# [Tasks and exercises]
(a) Using the safe-spaces article, explain in one to three sentences why it calls the safe-spaces policies that educators advocate not based on sound psychological practices.
(b) Output the part of the safe-spaces article starting at "The newest trend" and ending at "on college campuses.", copied word for word.

# [Supplied text]
__________

Safe Spaces Undermine Students Education

Safe Spaces Undermine Students Education
November 1, 2019 Comments Off on Safe Spaces Undermine Students Education Local Politics, RNHA News Articles RNHA NEWS

The newest trend in Education is safe-spaces and triggers warnings for students on University and College campuses is detrimental to students. According to Rob Byrne safe-spaces were created in Feminist and LGBTQ circles to have a space to meet and develop strategies for resistance against the “man”. Educators in the 1980s adopted tenants of safe-spaces to expand diversity and include previous left behind students in college classrooms. On the surface, this does not like something that would be a bad thing, however, safe-spaces are evolving into something that is determinantal for students’ development on college campuses.

A trigger warning is a warning that is issued to students on topics that may be “triggering” or emotionally traumatic to students. A safe-space in the modern context is a place where students shelter themselves from ideas that they find to be emotionally disturbing after receiving a trigger warning. As Byrne mentions in his lecture this files in the face of one of the most accepted treatments for PTSD in Psychology, prolonged exposure therapy. Prolong exposure therapy involves approximately 15 sessions about 90 minutes each where an individual with the help of a trained medical professional or a psychologist confronts things that remind them of a traumatic event. According to Psychology today American Psychiatric Association and the Department of Veterans Affairs and Defense both endorse prolonged exposure therapy. Educators who advocate for safe-spaces are arguing for policies that are not based on sound psychological practices. To move past traumatic event an individual needs to confront their pain to master it.

__________

# [Exercise data]
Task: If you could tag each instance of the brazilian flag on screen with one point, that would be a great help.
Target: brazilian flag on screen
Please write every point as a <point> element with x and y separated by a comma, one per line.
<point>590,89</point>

__________

# [Results in order]
(a) Safe spaces let students shelter from ideas they find emotionally disturbing, which goes against prolonged exposure therapy, one of the most accepted treatments for PTSD, in which a person confronts reminders of a traumatic event. The American Psychiatric Association and the Department of Veterans Affairs and Defense both endorse that therapy, and the article holds that a person must confront their pain to master it.

(b)
The newest trend in Education is safe-spaces and triggers warnings for students on University and College campuses is detrimental to students. According to Rob Byrne safe-spaces were created in Feminist and LGBTQ circles to have a space to meet and develop strategies for resistance against the “man”. Educators in the 1980s adopted tenants of safe-spaces to expand diversity and include previous left behind students in college classrooms. On the surface, this does not like something that would be a bad thing, however, safe-spaces are evolving into something that is determinantal for students’ development on college campuses.